▸ **DOCUMENT EXTRACT**:
________________

Basics of Networking in IoT

In the network layer or communication layer of the IoT system architecture, one or more communication technologies, either wired or wireless are used to collect the data, process the data and transfer the data to the cloud layer. In this article, let’s understand the basics of networking or the networking technologies used in IoT for data processing and transmission.

 

Physical cum data-link layer in the OSI model uses wireless or wired communication technologies. This layer consists of a local area network (LAN) or a personal area network (PAN). The devices in IoT or M2M deploys either wireless or wired technologies before communicating with a gateway.

 

The wireless technologies are BLE, RFID, ZigBee IP, Zigbee NAN (Neighbourhood Area Network), NFC, and 6LoWPAN.

 

Wired technologies are Ethernet, I2C (Inter Integrated Circuit), SPI (Serial Peripheral Interface), and UART (Universal Asynchronous Receiver Transmitter).

________________

▸ **SET PROBLEM A**:
Summarize the text on IoT networking in two sentences.

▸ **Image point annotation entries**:

________________

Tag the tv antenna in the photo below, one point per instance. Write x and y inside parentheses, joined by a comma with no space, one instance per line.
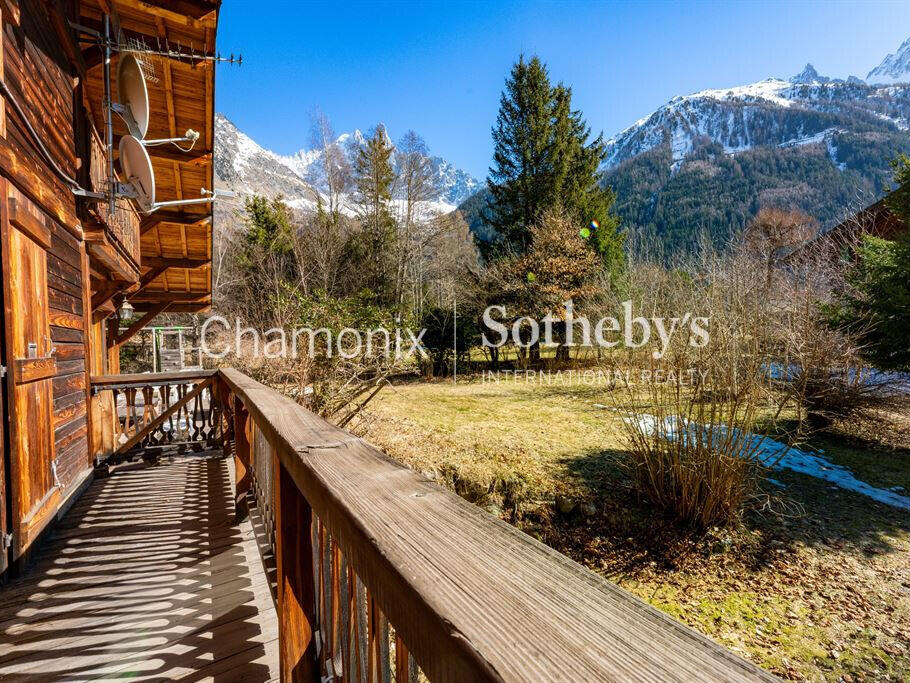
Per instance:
(136,68)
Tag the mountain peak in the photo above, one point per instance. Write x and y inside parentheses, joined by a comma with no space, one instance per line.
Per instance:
(809,75)
(247,167)
(895,68)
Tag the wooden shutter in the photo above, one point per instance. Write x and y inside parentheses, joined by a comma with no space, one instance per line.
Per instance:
(34,492)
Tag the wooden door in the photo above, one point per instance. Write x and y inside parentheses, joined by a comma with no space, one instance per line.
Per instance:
(30,368)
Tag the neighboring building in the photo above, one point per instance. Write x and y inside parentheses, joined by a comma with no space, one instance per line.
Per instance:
(69,262)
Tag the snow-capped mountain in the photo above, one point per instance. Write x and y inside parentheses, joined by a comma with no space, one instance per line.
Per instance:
(894,68)
(770,112)
(245,167)
(705,163)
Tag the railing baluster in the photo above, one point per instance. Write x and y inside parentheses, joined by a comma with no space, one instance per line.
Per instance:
(242,469)
(296,599)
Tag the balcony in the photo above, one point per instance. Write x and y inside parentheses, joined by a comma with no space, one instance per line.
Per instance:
(255,539)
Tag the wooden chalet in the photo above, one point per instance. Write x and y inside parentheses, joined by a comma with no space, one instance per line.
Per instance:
(198,524)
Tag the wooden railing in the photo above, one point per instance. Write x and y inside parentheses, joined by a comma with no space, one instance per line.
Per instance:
(380,571)
(154,413)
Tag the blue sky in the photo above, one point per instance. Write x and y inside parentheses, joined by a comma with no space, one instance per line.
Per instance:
(439,67)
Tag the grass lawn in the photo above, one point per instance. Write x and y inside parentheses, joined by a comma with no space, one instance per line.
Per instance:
(817,590)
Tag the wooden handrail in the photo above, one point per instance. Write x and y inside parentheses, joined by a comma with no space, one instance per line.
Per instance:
(469,596)
(142,379)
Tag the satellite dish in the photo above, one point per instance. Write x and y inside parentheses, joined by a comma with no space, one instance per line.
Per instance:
(133,95)
(137,167)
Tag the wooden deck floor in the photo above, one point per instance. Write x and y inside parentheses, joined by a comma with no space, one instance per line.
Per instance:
(147,577)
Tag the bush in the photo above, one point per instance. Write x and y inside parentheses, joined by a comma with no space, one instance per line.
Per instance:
(691,450)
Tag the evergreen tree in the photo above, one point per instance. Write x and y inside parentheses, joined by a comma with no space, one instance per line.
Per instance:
(876,303)
(520,179)
(373,180)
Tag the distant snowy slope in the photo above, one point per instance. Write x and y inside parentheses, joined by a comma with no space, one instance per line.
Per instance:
(770,112)
(894,68)
(244,166)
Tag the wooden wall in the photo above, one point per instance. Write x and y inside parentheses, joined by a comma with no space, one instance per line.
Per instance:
(46,295)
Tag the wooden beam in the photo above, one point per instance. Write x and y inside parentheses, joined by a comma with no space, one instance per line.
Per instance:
(297,656)
(139,324)
(190,308)
(242,463)
(193,157)
(28,224)
(158,421)
(180,18)
(10,11)
(158,261)
(102,296)
(146,279)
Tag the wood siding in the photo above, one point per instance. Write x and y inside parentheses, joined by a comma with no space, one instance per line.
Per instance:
(43,273)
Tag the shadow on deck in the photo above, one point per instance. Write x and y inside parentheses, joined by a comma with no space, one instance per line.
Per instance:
(148,576)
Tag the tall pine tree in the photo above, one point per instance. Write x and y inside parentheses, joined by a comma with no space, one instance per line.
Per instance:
(520,179)
(543,159)
(373,180)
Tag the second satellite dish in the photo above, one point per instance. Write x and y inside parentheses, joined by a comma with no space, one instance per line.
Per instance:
(137,167)
(133,96)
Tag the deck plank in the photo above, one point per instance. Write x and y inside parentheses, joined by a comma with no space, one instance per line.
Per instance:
(148,577)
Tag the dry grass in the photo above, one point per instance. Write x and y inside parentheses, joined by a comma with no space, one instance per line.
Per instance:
(823,596)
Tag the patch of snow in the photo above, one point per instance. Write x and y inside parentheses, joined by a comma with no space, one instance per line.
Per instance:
(895,68)
(773,454)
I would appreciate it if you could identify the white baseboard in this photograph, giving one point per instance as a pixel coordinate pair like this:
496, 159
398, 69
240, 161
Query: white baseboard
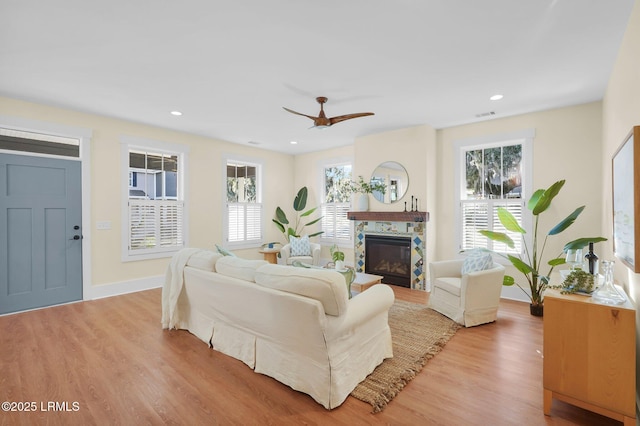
124, 287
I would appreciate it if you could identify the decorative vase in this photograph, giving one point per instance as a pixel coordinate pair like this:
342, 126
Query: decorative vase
608, 293
536, 310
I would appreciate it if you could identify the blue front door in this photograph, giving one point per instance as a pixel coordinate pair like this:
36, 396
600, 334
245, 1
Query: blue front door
40, 232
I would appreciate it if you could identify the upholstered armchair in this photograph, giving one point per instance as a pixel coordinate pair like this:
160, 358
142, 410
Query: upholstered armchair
470, 298
312, 259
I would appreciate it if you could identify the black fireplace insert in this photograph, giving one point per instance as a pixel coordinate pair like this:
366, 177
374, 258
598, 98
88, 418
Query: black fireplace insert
389, 256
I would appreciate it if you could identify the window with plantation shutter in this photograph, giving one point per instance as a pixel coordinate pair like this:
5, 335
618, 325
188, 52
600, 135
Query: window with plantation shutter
155, 215
491, 175
336, 227
243, 219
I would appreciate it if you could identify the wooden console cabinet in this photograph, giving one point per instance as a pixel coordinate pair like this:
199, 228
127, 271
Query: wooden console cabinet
590, 355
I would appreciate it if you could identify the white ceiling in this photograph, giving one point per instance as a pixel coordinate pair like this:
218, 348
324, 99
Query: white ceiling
230, 67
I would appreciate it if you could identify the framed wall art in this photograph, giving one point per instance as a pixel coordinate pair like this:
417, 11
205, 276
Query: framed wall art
626, 200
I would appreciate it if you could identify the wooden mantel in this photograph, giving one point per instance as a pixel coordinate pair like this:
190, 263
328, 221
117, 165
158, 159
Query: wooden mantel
390, 216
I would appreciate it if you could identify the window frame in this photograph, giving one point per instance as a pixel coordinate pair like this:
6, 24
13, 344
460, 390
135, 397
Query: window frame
323, 238
259, 165
130, 143
526, 139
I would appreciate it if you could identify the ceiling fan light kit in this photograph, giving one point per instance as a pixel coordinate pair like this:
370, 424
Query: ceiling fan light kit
322, 121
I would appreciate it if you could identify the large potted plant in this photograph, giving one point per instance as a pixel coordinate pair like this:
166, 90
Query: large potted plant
530, 264
294, 229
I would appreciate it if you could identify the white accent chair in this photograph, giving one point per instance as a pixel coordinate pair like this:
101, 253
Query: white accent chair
470, 299
314, 259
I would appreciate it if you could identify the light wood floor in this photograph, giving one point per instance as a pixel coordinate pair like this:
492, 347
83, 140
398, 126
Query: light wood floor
112, 358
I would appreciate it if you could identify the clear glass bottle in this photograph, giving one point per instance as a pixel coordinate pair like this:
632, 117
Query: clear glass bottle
591, 261
608, 293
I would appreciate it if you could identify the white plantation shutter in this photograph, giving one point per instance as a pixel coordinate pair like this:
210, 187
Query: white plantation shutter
335, 223
244, 222
483, 214
515, 208
474, 218
155, 225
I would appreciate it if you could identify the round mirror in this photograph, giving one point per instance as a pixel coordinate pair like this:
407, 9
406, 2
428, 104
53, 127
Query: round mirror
394, 176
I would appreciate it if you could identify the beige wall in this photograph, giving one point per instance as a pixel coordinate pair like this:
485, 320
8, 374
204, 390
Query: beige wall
621, 111
204, 193
412, 147
567, 145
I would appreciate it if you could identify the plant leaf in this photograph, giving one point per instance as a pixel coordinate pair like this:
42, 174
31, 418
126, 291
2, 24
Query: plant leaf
566, 222
300, 201
557, 261
508, 280
282, 217
509, 221
520, 265
582, 242
547, 196
279, 225
308, 212
313, 221
501, 237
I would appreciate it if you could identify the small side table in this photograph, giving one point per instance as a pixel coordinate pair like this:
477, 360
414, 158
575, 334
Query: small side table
270, 255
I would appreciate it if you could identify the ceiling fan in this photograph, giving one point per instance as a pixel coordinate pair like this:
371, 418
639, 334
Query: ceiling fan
322, 121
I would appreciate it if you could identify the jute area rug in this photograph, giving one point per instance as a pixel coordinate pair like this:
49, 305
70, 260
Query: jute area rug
418, 334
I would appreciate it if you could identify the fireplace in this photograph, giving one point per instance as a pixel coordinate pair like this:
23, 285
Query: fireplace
389, 256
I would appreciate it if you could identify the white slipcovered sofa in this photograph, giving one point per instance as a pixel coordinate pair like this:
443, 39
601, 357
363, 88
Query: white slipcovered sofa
296, 325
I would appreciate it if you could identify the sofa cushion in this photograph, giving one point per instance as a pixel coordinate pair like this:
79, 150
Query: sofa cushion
476, 260
236, 267
300, 246
449, 284
325, 285
204, 259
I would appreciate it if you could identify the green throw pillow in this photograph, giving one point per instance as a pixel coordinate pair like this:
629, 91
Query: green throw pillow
223, 251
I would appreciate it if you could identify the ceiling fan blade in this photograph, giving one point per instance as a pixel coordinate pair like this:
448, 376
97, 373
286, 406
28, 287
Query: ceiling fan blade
339, 118
299, 113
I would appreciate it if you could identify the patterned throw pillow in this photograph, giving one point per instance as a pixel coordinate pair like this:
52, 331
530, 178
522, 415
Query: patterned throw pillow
300, 246
476, 260
223, 251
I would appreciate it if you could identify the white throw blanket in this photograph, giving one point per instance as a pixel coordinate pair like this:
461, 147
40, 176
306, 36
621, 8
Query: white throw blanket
172, 288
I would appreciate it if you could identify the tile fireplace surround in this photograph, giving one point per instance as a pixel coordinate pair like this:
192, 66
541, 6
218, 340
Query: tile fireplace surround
409, 224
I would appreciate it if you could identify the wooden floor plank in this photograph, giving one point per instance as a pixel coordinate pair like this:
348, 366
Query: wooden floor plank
111, 358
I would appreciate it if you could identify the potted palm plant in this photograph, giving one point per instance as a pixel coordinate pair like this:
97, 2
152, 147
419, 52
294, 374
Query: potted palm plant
295, 228
530, 263
337, 256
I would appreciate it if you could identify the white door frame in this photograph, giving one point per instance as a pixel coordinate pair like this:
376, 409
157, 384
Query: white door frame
84, 136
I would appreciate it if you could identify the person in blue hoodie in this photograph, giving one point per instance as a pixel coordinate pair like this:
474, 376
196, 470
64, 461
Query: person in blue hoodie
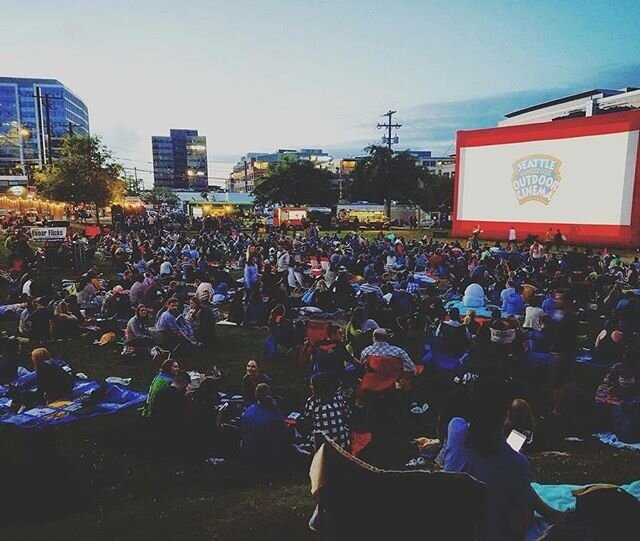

________________

▸ **SET PROBLEM B**:
Show every line of the records that contains the word "area".

▸ **EXERCISE OUTPUT A**:
In an IoT system, the network or communication layer uses one or more wired or wireless technologies to collect and process data and transfer it to the cloud layer. IoT devices deploy these technologies before communicating with a gateway: wireless ones include BLE, RFID, ZigBee IP, Zigbee NAN, NFC, and 6LoWPAN, and wired ones include Ethernet, I2C, SPI, and UART.

▸ **EXERCISE OUTPUT B**:
I would appreciate it if you could identify the jute area rug in this photograph, giving one point per instance as a pixel coordinate pair like this:
Query: jute area rug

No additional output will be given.